- **EXERCISE MATERIAL**:
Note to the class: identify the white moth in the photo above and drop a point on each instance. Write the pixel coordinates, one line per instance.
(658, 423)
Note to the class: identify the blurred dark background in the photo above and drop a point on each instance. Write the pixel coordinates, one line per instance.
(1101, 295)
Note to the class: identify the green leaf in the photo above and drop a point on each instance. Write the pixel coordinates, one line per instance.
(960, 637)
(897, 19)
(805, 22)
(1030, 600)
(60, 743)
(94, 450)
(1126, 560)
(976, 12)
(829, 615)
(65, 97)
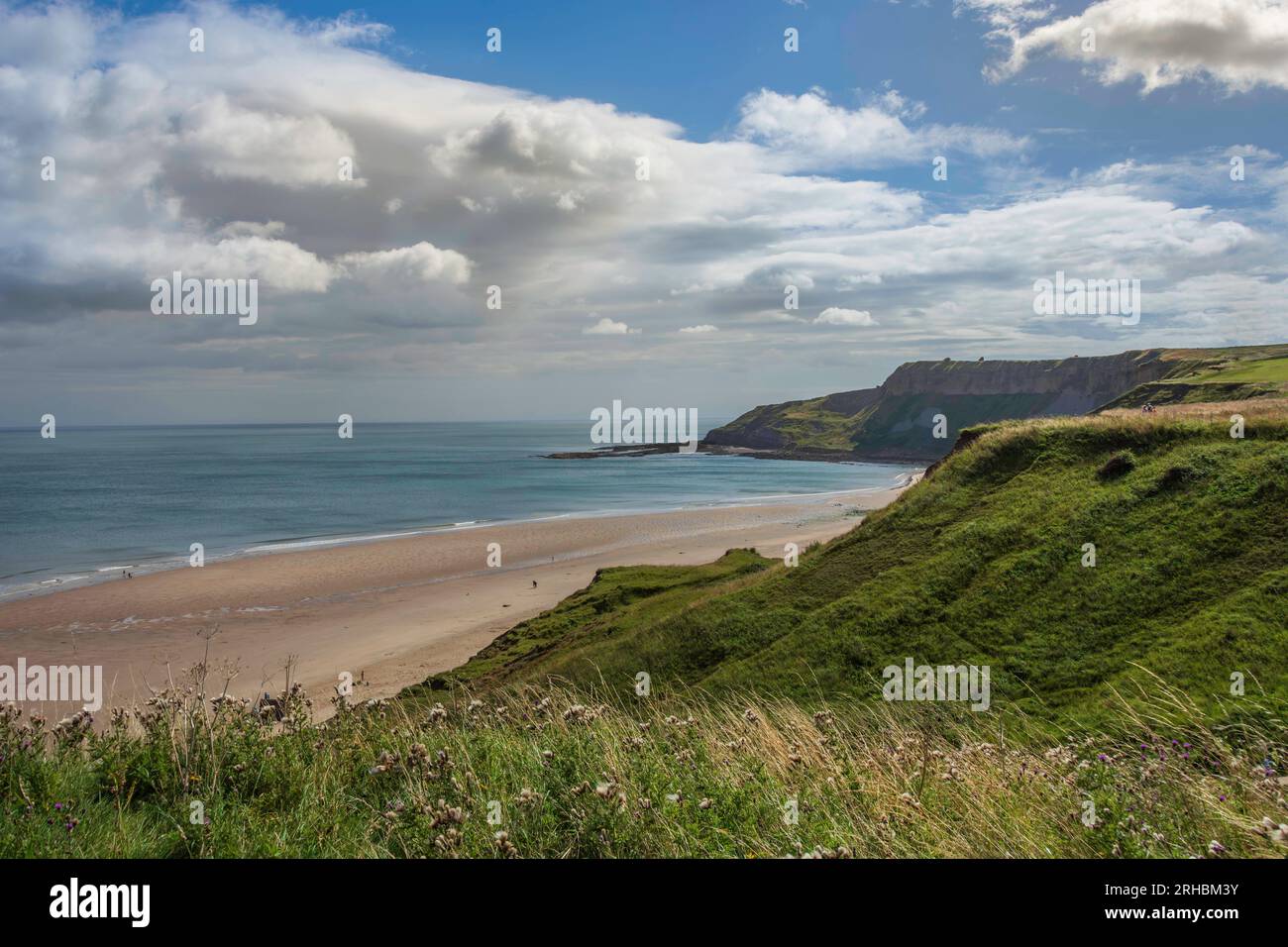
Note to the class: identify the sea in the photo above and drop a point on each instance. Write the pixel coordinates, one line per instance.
(90, 502)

- **EXERCISE AIM**: Your answer must be the records above, word for word, with every picture left out.

- **TASK SOLUTION**:
Note to the class: identify the white moth in the photo above and drop a point on each instance. Write the pixel coordinates, one line per instance.
(658, 423)
Note to the class: identify the blurred dark background in the photo above and drop a point on each instance. Write the pixel coordinates, one line per instance.
(1101, 295)
Note to the class: identify the green leaf in the photo above and drop a point on each instance. Write the pixel coordinates, one line per instance.
(960, 637)
(897, 19)
(805, 22)
(1030, 600)
(60, 743)
(94, 450)
(1126, 560)
(976, 12)
(829, 615)
(65, 97)
Note to the class: identify the sea in the photo above and drop a point on each instance. Write the pixel coordinates, one line per instance.
(90, 502)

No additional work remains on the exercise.